— Begin —

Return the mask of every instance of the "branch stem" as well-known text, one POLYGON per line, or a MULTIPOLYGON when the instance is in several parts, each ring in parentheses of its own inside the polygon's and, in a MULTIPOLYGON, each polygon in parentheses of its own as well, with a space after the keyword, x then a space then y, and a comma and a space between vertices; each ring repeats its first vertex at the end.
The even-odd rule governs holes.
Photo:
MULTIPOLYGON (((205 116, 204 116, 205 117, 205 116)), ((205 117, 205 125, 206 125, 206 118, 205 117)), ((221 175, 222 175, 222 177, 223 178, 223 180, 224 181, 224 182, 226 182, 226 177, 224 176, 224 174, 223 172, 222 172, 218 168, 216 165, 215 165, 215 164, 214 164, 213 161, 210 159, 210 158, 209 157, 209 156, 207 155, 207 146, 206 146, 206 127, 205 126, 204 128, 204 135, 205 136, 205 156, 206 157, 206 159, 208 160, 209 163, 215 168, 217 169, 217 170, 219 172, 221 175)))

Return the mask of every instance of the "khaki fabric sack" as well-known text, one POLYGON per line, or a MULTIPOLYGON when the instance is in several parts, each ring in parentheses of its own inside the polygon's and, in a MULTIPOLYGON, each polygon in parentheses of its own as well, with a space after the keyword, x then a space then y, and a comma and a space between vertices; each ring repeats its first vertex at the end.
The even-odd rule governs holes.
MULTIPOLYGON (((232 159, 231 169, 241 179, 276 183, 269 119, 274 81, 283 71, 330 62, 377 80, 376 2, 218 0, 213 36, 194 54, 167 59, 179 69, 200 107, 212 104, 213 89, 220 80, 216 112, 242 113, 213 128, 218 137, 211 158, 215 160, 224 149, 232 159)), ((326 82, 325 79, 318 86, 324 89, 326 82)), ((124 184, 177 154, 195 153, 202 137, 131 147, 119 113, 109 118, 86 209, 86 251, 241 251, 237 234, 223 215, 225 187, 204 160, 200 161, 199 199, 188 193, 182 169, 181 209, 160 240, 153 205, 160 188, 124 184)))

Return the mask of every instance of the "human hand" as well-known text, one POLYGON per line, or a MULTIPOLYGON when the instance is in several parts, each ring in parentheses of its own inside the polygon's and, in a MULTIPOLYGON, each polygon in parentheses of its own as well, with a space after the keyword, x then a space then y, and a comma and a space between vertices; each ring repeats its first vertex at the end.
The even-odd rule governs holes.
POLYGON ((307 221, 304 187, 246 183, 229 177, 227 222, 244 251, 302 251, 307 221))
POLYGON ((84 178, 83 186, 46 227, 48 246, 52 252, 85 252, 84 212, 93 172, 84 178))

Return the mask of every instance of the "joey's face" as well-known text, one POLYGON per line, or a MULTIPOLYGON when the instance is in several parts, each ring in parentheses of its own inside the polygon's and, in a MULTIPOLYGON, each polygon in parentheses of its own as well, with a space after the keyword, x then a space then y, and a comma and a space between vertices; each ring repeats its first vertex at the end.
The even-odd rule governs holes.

— End —

Instructions to follow. Repeat the material above in full, exactly as it stands.

Answer to this exercise.
Return the mask of every instance of the "branch stem" as well-known text, one POLYGON per line, or a MULTIPOLYGON when the instance is in several parts, each ring in parentheses of its own inside the polygon's and, in a MULTIPOLYGON, each polygon in parentheses of its own as well, with a space after the keyword, x then a space then y, and a comma and a space between vertices; each ring repeats its first vertex at the end.
The even-odd rule governs holes.
Photo:
MULTIPOLYGON (((205 116, 204 116, 205 117, 205 116)), ((205 117, 205 125, 206 125, 206 118, 205 117)), ((221 175, 222 175, 222 177, 223 178, 223 180, 224 181, 224 182, 226 182, 226 177, 224 176, 224 174, 223 172, 222 172, 218 168, 216 165, 215 165, 215 164, 214 164, 213 161, 210 159, 210 158, 209 157, 209 156, 207 155, 207 146, 206 146, 206 127, 205 126, 204 128, 204 135, 205 136, 205 156, 206 157, 206 159, 208 160, 209 163, 215 168, 217 169, 217 170, 219 172, 221 175)))

Return the mask of every instance of the "khaki fabric sack" as well-known text, one POLYGON per line, or a MULTIPOLYGON when the instance is in several parts, each ring in parentheses of its own inside the polygon's and, in a MULTIPOLYGON, each polygon in parentheses of its own as well, with a space after the keyword, x then a space then y, and a comma and a space between vertices; each ring repeats its first vertex at the end.
The even-odd rule governs holes.
MULTIPOLYGON (((232 159, 231 169, 241 179, 276 183, 269 119, 274 81, 283 71, 330 62, 377 80, 376 2, 218 0, 213 36, 194 54, 167 59, 179 69, 200 107, 212 104, 213 89, 220 80, 216 112, 242 113, 213 128, 218 137, 211 158, 215 160, 224 149, 232 159)), ((326 82, 325 79, 318 86, 324 89, 326 82)), ((124 184, 177 154, 195 153, 202 137, 131 147, 119 113, 109 118, 86 209, 86 251, 241 251, 237 234, 223 215, 225 187, 204 160, 200 161, 199 199, 188 193, 182 169, 181 209, 160 240, 153 205, 160 188, 124 184)))

Return the mask of every instance of the "human hand" as well-known text, one POLYGON per line, or a MULTIPOLYGON when the instance is in several parts, each ring in parentheses of its own inside the polygon's and, in a MULTIPOLYGON, each polygon in parentheses of its own as well, with a space after the keyword, x then a space then y, and a comma and a space between vertices; each ring repeats its first vertex at the end.
The even-odd rule governs holes.
POLYGON ((307 221, 304 187, 246 183, 229 177, 227 222, 244 251, 302 251, 307 221))
POLYGON ((84 178, 83 186, 46 227, 48 246, 52 252, 85 252, 84 212, 93 172, 84 178))

Return the mask of every instance of the "joey's face" as well-known text, one POLYGON per line, or a MULTIPOLYGON when the instance is in several parts, each ring in parentheses of its own inside the polygon's and, in a MULTIPOLYGON, each polygon in parentheses of its own as well, with a space after the keyword, x then a space then y, and a comma and a space between vertices; each ring repeats its first vertex at the end.
The even-odd rule governs holes.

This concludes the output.